REQUIREMENTS. Copy the listing word for word, starting with the line that contains "locate: handbag |" and going through to the end of the listing.

PROVIDED RECORDS.
>>>>

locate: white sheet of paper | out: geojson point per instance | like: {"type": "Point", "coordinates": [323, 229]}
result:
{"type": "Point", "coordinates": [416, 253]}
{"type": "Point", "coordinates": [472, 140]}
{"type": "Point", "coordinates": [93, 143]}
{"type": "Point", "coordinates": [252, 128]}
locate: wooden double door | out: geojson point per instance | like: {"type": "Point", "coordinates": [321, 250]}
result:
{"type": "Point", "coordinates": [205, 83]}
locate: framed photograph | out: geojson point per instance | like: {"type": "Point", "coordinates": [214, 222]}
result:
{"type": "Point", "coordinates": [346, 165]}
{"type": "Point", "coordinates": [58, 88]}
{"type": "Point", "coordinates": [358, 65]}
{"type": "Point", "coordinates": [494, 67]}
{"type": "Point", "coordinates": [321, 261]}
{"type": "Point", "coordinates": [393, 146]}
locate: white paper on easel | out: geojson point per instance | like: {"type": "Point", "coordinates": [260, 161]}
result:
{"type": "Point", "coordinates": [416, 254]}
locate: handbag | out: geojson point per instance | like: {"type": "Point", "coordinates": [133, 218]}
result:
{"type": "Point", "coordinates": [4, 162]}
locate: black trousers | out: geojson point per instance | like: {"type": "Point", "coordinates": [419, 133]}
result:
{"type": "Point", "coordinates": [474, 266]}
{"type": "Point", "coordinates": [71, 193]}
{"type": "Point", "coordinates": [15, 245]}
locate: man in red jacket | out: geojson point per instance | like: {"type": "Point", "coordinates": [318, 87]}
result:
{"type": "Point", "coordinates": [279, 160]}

<<<<

FULL OUTPUT.
locate: handbag | out: geojson point per instance | like: {"type": "Point", "coordinates": [133, 218]}
result:
{"type": "Point", "coordinates": [4, 162]}
locate: black trousers | out: geojson point per instance | like: {"type": "Point", "coordinates": [419, 133]}
result:
{"type": "Point", "coordinates": [474, 266]}
{"type": "Point", "coordinates": [71, 193]}
{"type": "Point", "coordinates": [15, 245]}
locate: man in red jacket | out: geojson point per instance | like: {"type": "Point", "coordinates": [318, 87]}
result:
{"type": "Point", "coordinates": [279, 160]}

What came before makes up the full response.